--- TASK DESCRIPTION ---
Rewrite the stretch of the post on removing duplicate records that opens with "System.InvalidOperationException: Processing of" and closes with "update my code.", changing "EF Core" to "Entity Framework Core".

--- TEXT SECTION ---
0

I want to remove duplicate records using Entity Framework.

This is what I've tried

var result = _context.History
            .GroupBy(s => new
                    {
                        s.Date,
                        s.EventId
                    })
            .SelectMany(grp => grp.Skip(1)).ToList();

_context.History.RemoveRange(result);
await _context.SaveChangesAsync();

But I get an error

System.InvalidOperationException: Processing of the LINQ expression 'grp => grp.Skip(1)' by 'NavigationExpandingExpressionVisitor' failed. This may indicate either a bug or a limitation in EF Core

I understand that this is breaking change for Entity Framework, but I really don't know how to update my code.

--- SUPPLIED DATA ---
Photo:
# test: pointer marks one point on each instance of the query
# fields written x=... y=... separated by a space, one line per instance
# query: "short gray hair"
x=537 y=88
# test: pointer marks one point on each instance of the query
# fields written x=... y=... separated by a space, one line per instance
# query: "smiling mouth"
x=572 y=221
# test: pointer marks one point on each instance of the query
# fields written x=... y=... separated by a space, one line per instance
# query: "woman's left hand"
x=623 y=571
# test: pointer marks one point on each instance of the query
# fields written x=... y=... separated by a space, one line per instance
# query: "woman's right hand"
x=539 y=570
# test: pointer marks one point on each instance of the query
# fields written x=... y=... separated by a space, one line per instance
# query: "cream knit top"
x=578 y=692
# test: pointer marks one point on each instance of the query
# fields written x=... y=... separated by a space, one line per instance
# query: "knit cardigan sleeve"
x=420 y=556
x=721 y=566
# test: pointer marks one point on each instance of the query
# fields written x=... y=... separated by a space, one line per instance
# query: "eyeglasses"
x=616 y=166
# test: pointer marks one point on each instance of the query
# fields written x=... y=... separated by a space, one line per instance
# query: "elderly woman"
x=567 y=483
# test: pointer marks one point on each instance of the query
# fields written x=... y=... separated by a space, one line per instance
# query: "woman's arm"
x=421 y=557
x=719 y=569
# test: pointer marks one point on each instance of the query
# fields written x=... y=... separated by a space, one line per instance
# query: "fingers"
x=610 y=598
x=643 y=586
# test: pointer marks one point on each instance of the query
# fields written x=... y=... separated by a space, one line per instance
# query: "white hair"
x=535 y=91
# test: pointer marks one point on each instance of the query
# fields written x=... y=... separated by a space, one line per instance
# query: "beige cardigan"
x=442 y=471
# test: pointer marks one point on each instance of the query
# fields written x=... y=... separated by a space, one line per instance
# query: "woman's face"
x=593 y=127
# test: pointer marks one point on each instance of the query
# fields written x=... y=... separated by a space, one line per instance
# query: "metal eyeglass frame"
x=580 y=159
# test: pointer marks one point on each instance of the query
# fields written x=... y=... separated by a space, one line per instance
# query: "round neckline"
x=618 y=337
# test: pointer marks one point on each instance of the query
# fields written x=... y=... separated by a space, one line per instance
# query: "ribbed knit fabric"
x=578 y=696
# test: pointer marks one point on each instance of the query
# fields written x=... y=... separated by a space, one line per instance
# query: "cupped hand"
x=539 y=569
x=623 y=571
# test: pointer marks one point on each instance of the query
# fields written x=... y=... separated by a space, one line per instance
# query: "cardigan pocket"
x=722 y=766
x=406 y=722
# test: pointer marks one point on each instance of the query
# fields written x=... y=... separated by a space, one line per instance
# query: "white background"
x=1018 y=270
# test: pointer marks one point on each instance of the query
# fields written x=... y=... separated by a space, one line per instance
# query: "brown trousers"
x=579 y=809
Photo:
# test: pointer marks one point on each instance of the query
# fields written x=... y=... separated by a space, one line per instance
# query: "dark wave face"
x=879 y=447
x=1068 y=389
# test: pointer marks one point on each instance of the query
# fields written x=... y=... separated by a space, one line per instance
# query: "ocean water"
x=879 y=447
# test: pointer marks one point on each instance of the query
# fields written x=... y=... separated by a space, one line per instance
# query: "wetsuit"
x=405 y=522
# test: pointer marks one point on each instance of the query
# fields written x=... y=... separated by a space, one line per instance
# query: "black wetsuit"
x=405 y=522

--- SOLUTION TO THIS PROBLEM ---
System.InvalidOperationException: Processing of the LINQ expression 'grp => grp.Skip(1)' by 'NavigationExpandingExpressionVisitor' failed. This may indicate either a bug or a limitation in Entity Framework Core

I understand that this is breaking change for Entity Framework, but I really don't know how to update my code.